DATA PROVIDED:
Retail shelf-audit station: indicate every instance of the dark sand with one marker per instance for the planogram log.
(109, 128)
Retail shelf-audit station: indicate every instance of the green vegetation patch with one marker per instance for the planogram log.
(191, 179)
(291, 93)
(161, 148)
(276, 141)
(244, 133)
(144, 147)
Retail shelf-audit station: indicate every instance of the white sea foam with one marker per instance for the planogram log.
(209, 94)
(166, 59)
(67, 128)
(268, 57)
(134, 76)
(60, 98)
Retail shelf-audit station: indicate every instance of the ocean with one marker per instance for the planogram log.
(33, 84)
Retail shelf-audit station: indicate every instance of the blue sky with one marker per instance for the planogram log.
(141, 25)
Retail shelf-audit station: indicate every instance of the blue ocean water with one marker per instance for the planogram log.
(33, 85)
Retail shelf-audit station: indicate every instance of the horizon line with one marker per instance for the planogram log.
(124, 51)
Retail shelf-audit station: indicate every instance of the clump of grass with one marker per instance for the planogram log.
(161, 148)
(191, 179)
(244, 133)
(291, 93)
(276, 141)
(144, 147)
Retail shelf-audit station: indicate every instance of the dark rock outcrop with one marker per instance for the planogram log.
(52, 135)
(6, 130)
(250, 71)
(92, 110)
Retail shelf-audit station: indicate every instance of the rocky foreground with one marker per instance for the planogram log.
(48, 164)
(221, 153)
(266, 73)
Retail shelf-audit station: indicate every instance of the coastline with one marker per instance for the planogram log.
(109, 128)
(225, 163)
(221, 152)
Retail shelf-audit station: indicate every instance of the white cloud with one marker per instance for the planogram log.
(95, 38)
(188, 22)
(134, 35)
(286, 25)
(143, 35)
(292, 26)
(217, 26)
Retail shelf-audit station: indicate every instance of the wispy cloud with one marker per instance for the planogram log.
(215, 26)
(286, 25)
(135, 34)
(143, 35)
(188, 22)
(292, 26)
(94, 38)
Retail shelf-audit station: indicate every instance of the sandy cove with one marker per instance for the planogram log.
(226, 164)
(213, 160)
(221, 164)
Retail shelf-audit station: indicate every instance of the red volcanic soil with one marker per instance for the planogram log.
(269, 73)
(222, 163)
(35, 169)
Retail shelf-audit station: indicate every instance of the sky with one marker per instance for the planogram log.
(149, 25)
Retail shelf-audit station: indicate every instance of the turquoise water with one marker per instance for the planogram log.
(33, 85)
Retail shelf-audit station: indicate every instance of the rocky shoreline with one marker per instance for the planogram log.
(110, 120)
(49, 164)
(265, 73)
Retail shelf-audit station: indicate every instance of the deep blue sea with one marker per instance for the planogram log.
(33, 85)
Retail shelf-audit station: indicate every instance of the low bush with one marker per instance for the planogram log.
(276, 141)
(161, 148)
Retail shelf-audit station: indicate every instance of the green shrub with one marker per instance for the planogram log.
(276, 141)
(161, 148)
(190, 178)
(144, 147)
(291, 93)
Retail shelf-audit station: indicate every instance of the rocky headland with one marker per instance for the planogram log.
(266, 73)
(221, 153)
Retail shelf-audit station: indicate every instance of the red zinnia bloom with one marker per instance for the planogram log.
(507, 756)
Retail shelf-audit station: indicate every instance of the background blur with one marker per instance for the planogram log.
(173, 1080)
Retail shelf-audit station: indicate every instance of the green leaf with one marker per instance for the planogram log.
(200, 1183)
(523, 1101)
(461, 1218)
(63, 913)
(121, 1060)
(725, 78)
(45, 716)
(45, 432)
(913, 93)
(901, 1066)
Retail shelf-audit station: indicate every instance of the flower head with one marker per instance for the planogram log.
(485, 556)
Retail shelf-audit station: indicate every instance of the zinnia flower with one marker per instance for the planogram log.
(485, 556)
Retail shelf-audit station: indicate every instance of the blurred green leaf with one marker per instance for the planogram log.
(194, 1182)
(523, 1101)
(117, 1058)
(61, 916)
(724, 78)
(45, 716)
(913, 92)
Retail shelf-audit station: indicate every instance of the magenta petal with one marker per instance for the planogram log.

REQUIREMENTS: From the line containing "the green shrub" down to the last line, reproduce the records exactly. Include both ends.

WRITTEN RESPONSE:
Retail shelf-audit station: indicate every instance of the green shrub with one marker per instance for the planogram log.
(276, 141)
(161, 148)
(190, 178)
(144, 147)
(291, 93)
Retail shelf-audit station: indicate every instance of the rocky headland with one marker per instance for the planogram log.
(266, 73)
(221, 153)
Retail shelf-audit station: indicate every instance of the red zinnia bloom with one marker per instance for the planogram log.
(507, 756)
Retail shelf-audit station: indicate every instance of the background blur with one marker per instance for the planogram log.
(173, 1080)
Retail shelf-audit station: indicate every instance of the green leaf with one marker per instance for the planogram log.
(200, 1183)
(523, 1101)
(461, 1218)
(63, 913)
(121, 1060)
(725, 78)
(45, 716)
(45, 432)
(913, 93)
(901, 1066)
Retail shelf-audit station: indicate every instance of the flower head with one marker per instance for the planogram log.
(485, 556)
Retail shelf-audit station: indicate every instance of the zinnia flower with one marker per instance for the planogram log.
(485, 556)
Retail shelf-audit station: indicate every instance of the blurred green leaf with one marker per instance for the planogram log.
(194, 1182)
(523, 1101)
(117, 1058)
(61, 916)
(724, 78)
(45, 716)
(913, 92)
Retail shelf-audit station: indicate every instance of the magenta petal with one marker per instance for the planogram log.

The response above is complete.